● Input
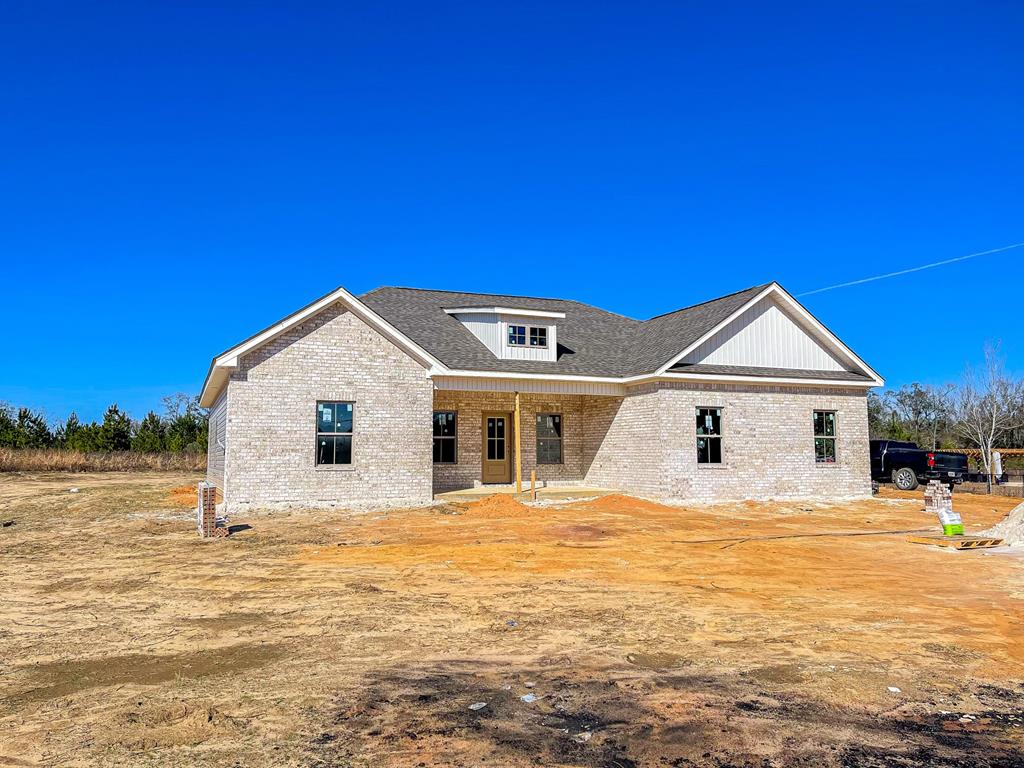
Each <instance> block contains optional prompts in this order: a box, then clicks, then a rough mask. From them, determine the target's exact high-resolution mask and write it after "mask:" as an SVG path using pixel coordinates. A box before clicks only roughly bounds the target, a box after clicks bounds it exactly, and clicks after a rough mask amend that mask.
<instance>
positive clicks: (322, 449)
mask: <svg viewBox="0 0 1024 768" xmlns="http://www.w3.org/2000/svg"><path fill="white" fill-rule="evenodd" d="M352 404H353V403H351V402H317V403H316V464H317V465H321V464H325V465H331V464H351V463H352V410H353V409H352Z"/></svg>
* * *
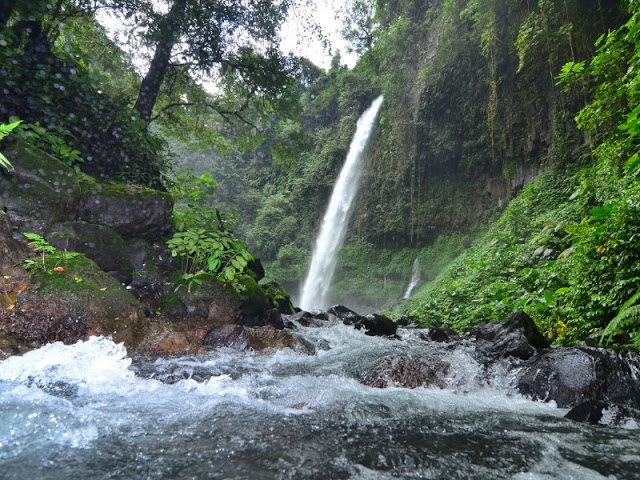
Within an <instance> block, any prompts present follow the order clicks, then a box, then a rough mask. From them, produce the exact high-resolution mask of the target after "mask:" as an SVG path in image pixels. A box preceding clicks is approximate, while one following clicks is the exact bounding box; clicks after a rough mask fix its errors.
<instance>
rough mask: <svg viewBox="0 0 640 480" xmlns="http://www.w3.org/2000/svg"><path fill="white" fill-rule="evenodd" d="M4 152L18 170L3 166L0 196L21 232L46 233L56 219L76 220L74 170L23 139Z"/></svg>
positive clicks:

● Work request
Rewrite the listing lines from the one containing "Each <instance> block" through the one containing "positive clicks: (322, 449)", inclusive, as a JSON list of strings with one string per line and blank lines left out.

● Expected answer
[
  "Each <instance> block contains optional prompts in this order: a box, then clicks, then a rough mask. From them, determine the target's exact high-resolution mask and write it after \"mask:\" as an SVG path using pixel coordinates. A box before clicks only roughly bounds the target, a box after clicks bounds it exactly, and clicks after a rough mask amend that mask.",
  "<instance>",
  "positive clicks: (322, 449)"
]